_MATERIAL TO PROCESS_:
BEGIN

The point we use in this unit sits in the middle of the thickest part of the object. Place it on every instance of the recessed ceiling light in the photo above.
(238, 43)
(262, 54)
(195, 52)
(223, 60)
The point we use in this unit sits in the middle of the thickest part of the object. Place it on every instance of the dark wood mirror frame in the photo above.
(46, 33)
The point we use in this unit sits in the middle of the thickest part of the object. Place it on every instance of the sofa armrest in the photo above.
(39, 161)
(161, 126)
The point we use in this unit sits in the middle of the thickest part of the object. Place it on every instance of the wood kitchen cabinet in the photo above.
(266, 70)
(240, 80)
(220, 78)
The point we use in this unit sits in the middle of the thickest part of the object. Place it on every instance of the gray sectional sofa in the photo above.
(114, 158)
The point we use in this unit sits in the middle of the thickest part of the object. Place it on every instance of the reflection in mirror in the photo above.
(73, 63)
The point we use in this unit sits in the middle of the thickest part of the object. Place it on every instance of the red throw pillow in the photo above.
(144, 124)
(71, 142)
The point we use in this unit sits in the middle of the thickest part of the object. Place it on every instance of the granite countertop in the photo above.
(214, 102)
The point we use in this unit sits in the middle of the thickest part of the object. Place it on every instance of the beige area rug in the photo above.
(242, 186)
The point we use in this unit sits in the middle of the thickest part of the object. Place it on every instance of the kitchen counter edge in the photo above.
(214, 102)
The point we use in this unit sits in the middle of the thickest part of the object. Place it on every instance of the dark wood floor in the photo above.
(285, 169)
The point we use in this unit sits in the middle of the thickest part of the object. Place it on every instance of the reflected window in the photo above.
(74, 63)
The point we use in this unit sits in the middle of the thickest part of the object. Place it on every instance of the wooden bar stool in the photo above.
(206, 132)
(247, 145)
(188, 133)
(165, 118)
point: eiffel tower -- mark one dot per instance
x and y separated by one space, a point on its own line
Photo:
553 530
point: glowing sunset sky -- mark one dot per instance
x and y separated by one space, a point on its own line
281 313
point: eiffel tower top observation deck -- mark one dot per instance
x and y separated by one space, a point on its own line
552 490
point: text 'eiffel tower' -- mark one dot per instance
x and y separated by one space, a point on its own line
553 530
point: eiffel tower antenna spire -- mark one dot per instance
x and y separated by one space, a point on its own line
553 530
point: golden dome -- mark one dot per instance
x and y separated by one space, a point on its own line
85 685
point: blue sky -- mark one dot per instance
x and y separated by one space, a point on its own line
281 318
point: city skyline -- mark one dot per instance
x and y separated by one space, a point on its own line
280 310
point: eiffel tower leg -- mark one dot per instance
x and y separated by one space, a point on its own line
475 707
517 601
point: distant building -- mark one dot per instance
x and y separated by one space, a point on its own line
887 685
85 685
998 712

END

_TASK STATEMENT_: Go through the records above and return each line in which the word "tower" occurs.

_ANSWER SPACE_:
point: eiffel tower -- mark one dot per instance
point: eiffel tower top observation deck -- mark one dot per instance
point: text 'eiffel tower' -- mark one dot per instance
point: eiffel tower antenna spire -- mark one dot per instance
point: eiffel tower leg -- mark one dot per instance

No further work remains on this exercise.